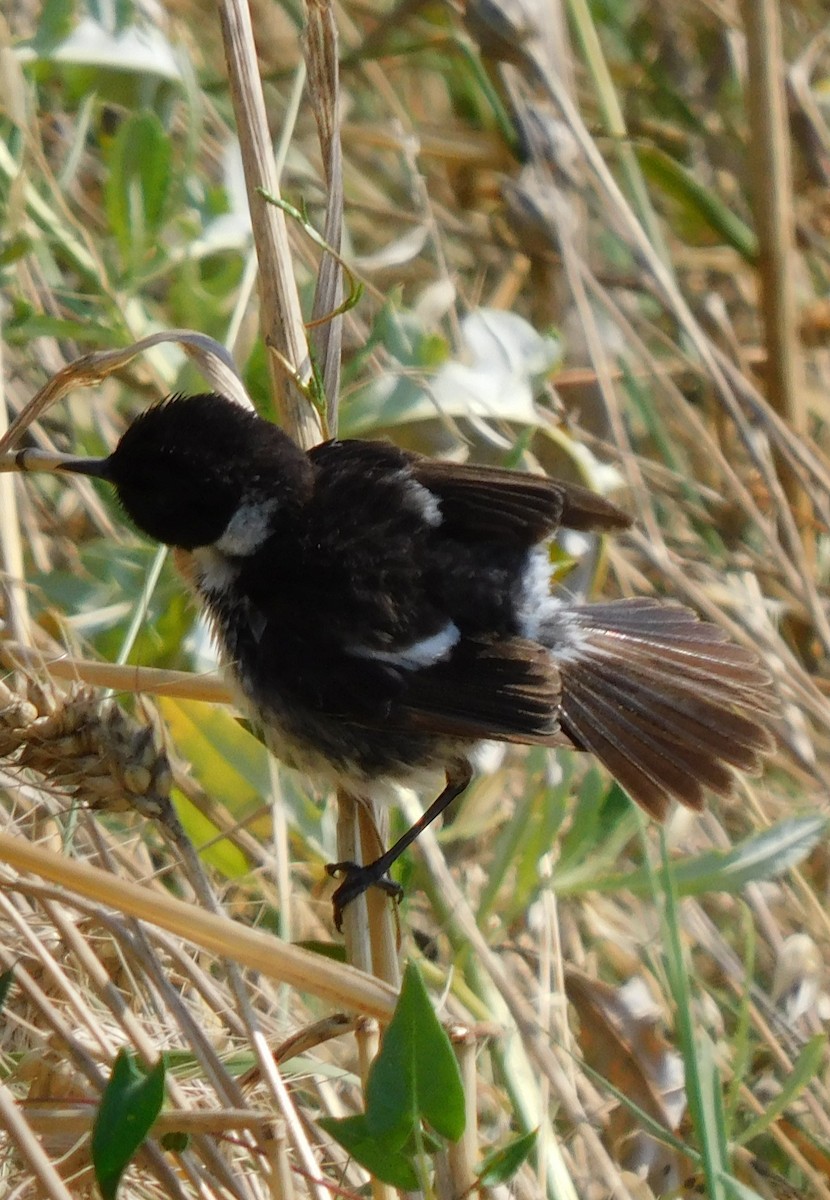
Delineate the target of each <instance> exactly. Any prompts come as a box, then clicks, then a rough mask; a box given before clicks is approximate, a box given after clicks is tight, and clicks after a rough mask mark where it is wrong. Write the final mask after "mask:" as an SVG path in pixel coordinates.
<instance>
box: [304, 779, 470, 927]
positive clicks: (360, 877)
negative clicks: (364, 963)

******

DIRECTIONS — Please turn the rows above into a Markdown table with the columns "Number" and "Line," one table row per non-blank line. Leave out the pictures and any blank lines.

YOUR RESPONSE —
| Number | Line |
|---|---|
| 1 | Delineate the target of each <instance> exactly. Any prompts come as a box, then clicks, then a rough mask; a box given before clicks is approximate, a box given after clicks is tight, and clicks after a rough mask mark where it is wrong. Write the final mask after "mask:" as an SVG path in pixel coordinates. |
| 2 | <instance> |
| 3 | box: [304, 779, 470, 927] |
| 4 | positive clicks: (360, 877) |
| 5 | negative clicks: (364, 963) |